Görev tanımı 1: Attack on Titan kitap önerileri yazısına göre Eren hangi birliğe katılmak istiyor?
Görev tanımı 2: Attack on Titan kitap önerileri yazısında "Attack On Titan, Hajime" ifadesinden başlayıp "da aşağıya bırakıyorum." ifadesine kadar, bu ifade de dahil olmak üzere, bölümü hiç değiştirmeden döndürün.
Görev tanımı 3: Attack on Titan kitap önerileri yazısını kaldığı yerden devam ettirin.

Verilen metin:

Dünya çapında hem mangası hem de animesiyle büyük bir hayran kitlesine sahip olan Attack on Titan, ülkemizde de oldukça popüler. Ben de bu yazımda, Attack on Titan animesini seven okurlara birkaç kitap önerisi yapmaya geldim. Eğer animeye doyamadıysanız ve güzel yazılmış, şaşırtıcı kurgular arıyorsanız bu kitaplar tam size göre. Buyurun başlayalım. Umarım beğenirsiniz.
Attack On Titan, Hajime Isayama tarafından çizilen ve yayımlanan her bölümü rekorlar kıran bir distopya animesi. Bu dünyada insanlar, devasa Titanlardan korunmak için surların içinde yaşıyor. Biz de hiyerarşik olarak düzenlenmiş üç ayrı surun kırsal kesiminde yaşayan Eren’in hikâyesini izliyoruz. Keşif birliğine katılmak isteyen Eren, Mikasa ve Armin’in yardımıyla yavaş yavaş krallığın ve Titanların sırlarını ortaya çıkarmaya başlıyor. Anime, izleyenleri şaşırttığı kadar ağlatmayı da başarıyor. Henüz animeyi izlememiş olanlar için fragmanını da aşağıya bırakıyorum.
1. Elantris – Brandon Sanderson
Arelon’un en muazzam kenti Elantris eski günlerde, güçlü büyü yeteneklerine sahip tanrısal varlıkların yaşadıkları bir şehirdi. Ve bu tanrısal varlıkların her biri de, Shaod sayesinde büyülü güçlere erişmeden önce sıradan birer insandı. Ancak on yıl önce, büyü aniden çöküyor. Elantrianlar bir anda buruşuk, cılız, cüzzamlıya benzer yaratıklara dönüşüyor. Elantris’in kendisi de karanlık, pisliklerle dolu bir döküntü haline geliyor. Teod prensesi Sarene, Arelon’un veliaht prens ile bir devlet evliliği yapmak için ülkeye geliyor. Ancak prensin gizemli bir hastalığa yakalanarak öldüğünü öğreniyor.

Veri bölümü:
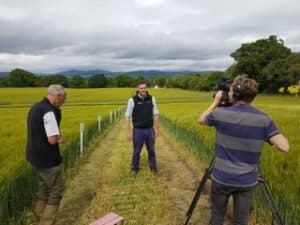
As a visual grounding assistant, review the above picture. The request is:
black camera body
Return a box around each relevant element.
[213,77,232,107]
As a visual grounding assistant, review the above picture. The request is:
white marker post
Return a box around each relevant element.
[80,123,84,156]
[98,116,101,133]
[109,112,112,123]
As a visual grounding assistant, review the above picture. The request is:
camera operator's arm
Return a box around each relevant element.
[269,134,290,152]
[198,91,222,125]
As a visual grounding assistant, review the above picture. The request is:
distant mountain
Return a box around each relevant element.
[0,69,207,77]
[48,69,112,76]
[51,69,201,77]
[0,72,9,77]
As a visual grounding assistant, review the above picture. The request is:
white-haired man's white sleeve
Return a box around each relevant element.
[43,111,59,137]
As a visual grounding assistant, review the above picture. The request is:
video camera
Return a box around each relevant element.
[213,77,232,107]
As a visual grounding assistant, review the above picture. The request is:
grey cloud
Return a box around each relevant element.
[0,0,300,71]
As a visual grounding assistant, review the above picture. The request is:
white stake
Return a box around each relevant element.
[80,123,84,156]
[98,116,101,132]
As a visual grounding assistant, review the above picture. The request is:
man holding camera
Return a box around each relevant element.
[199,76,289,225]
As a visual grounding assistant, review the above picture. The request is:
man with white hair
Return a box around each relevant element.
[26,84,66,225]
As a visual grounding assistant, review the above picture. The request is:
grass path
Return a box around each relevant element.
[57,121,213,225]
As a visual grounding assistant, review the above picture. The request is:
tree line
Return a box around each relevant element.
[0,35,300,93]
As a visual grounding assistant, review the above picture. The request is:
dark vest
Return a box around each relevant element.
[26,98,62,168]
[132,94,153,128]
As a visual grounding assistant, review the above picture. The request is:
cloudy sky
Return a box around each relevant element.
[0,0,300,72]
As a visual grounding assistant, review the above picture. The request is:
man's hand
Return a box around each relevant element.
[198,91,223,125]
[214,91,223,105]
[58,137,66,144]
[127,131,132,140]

Beklenen çıktı 1: Keşif birliğine katılmak istiyor.

Beklenen çıktı 2:
Attack On Titan, Hajime Isayama tarafından çizilen ve yayımlanan her bölümü rekorlar kıran bir distopya animesi. Bu dünyada insanlar, devasa Titanlardan korunmak için surların içinde yaşıyor. Biz de hiyerarşik olarak düzenlenmiş üç ayrı surun kırsal kesiminde yaşayan Eren’in hikâyesini izliyoruz. Keşif birliğine katılmak isteyen Eren, Mikasa ve Armin’in yardımıyla yavaş yavaş krallığın ve Titanların sırlarını ortaya çıkarmaya başlıyor. Anime, izleyenleri şaşırttığı kadar ağlatmayı da başarıyor. Henüz animeyi izlememiş olanlar için fragmanını da aşağıya bırakıyorum.

Beklenen çıktı 3:
İşte olaylar bu şekilde başlıyor. Sanderson’un şaşırtmalarının Attack on Titan ile aynı seviyede olduğunu özellikle belirtmek isterim. Her iki eser de ters köşelerle okurları/izleyicileri şaşırtmakta usta. Ayrıca, kitapta da animede olduğu gibi bir ayrımcılık söz konusu. Elantris’te Shaod’a yakalananlar surlarla çevrili bir şehre kapatılarak orada ölmeyi bekliyorlar. Animedeki mantığın aynısını kitapta da görmemiz mümkün. Animede de insanlar duvarlarla çevirili bir şehrin içerisinde yaşıyorlar. Tabii kitap, animede olduğu gibi bizi hüngür hüngür ağlatmıyor ama akılcı çözümlerle şaşırtıyor diyebilirim. Hele ki Prens Raoden’e bayılacağınıza eminim.
2. Haşhaş Savaşı (Haşhaş Savaşı #1) – R.F. Kuang
Haşhaş Savaşı, Çin ve Asya ülkelerinin kültürleri konu alınarak yazılmış bir epik fantastik roman. Ana karakter Rin, Sinegard’da yaşıyor. Koyu tenli, güneyli bir köylü kızı olduğundan ten rengi ve cinsiyeti sürekli alay konusu oluyor. Rin, İmparatorluk çapında düzenlenen, oldukça zorlu olan Akademi’ye giriş sınavını geçmeyi başarıyor. Hemen sonrasında ise doğaüstü bir güce sahip olduğunu keşfediyor. Haşhaş Savaşı oldukça kanlı, vahşi ve iç acıtan bir kurguya sahip. Yazarın da dediği gibi, bu kitap kesinlikle herkese göre değil. Fakat “ben Attack on Titan izledim, bana bir şey olmaz” diyorsanız buyurun.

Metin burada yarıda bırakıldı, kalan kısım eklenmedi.